**Kurze Übung 1:**
Wählen Sie aus den Einträgen jede Zeile aus, in der die Zeichenfolge „soccer“ vorkommt, und geben Sie diese Zeilen unverändert wieder.
─── Vorliegender Text ───
Das schwache AP kann man also vorbehaltslos unterzeichnen. Beim starken bin ich skeptisch bis ablehnend.

Für die Frage des Lebens auf anderer Basis hilft uns das schwache AP wenig, weil ein Universum, das einen Typ von Beobachtern hervorbringt, problemlos auch andere Typen von Beobachtern hervorbringen kann. Wenn es aber viele "biochemische" Wege zum Beobachter gibt, dann ist es plausibel, dass wir einen der wahrscheinlicheren Wege beschritten haben, ganz einfach, weil es mehr Beobachter am Ende von wahrscheinlichen Wegen gibt als am Ende von unwahrscheinlichen.
─── Einträge im Datensatz ───
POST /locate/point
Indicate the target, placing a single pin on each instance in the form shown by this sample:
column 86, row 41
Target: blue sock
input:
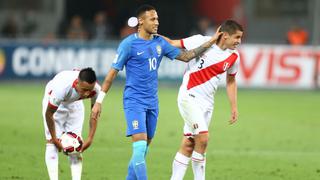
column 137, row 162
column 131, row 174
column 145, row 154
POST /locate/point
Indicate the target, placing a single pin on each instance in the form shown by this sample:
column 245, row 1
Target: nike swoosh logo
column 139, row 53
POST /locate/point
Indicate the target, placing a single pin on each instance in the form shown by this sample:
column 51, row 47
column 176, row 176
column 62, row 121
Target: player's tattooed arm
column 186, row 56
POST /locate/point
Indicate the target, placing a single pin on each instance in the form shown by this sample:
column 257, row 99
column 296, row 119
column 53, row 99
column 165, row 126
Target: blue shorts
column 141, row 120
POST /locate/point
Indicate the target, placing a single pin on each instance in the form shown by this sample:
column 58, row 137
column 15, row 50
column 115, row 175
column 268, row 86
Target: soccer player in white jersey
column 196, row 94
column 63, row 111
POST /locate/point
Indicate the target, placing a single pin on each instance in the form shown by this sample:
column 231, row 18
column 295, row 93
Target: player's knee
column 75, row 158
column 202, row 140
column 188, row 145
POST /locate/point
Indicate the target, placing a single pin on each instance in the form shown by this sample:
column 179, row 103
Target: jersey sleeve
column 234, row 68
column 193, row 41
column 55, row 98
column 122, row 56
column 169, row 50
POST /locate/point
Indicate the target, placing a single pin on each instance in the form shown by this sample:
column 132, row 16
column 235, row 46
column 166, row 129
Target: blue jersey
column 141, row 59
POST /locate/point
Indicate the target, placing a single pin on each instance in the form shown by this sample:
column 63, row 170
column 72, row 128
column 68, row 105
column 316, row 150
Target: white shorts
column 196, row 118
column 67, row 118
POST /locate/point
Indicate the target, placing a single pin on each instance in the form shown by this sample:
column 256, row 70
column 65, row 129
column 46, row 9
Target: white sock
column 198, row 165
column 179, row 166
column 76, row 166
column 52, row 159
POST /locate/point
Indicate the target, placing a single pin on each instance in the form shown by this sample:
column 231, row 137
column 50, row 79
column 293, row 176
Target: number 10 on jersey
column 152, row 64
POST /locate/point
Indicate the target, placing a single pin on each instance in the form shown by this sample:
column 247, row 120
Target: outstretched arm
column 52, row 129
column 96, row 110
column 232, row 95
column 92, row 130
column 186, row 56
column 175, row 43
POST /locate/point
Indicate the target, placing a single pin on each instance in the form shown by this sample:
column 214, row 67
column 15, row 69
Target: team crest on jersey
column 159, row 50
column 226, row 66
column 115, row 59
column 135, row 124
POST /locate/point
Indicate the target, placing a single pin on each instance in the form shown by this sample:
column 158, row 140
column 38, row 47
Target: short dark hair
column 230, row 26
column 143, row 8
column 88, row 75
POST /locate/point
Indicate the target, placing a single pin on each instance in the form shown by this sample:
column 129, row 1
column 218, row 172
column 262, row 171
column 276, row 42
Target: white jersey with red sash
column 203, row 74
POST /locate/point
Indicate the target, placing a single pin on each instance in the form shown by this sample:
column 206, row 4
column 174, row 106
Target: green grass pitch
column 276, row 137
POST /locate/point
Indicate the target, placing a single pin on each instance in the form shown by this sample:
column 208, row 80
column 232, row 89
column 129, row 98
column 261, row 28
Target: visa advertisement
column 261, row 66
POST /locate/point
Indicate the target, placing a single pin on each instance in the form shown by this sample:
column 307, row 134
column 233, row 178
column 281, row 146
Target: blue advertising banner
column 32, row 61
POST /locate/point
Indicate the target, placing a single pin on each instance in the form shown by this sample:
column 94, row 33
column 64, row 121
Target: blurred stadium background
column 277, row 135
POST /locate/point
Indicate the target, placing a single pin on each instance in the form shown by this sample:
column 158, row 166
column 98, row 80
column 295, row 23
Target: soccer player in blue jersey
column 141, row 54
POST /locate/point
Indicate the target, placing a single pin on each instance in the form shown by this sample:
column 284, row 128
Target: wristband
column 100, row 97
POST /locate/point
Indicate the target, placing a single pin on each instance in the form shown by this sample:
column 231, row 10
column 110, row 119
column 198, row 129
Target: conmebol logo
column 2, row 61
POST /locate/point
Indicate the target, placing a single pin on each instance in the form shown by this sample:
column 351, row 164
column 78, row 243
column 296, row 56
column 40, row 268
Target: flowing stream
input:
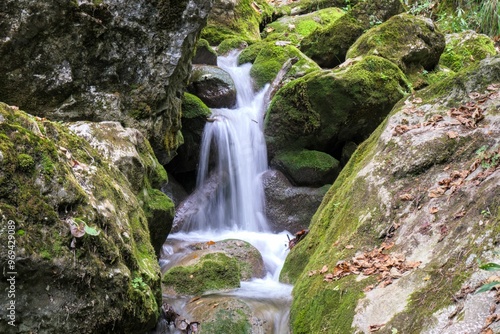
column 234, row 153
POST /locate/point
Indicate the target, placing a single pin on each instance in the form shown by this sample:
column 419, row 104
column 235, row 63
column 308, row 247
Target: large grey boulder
───
─── Einträge im Datensatz ───
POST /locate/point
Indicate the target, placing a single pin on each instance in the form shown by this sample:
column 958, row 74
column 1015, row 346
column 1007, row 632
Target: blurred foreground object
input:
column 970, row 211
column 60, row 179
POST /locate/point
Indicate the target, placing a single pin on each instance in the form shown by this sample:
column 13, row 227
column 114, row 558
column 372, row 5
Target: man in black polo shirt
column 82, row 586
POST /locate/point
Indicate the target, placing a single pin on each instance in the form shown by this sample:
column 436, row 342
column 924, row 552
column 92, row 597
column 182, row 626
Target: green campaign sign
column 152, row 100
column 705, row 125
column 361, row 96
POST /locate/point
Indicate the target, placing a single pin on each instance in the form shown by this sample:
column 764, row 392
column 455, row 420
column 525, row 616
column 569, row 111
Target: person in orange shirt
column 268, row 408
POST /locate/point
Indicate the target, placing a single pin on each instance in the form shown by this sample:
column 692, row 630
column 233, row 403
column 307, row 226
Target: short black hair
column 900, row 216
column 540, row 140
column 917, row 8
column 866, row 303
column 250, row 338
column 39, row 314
───
**Kurze Übung 2:**
Welche Haltung nimmt der vorliegende Text gegenüber dem starken AP ein?

**Endgültige Antwort 1:**
Target: soccer player in white jersey
Target: soccer player in blue jersey

**Endgültige Antwort 2:**
Der Text steht dem starken AP skeptisch bis ablehnend gegenüber.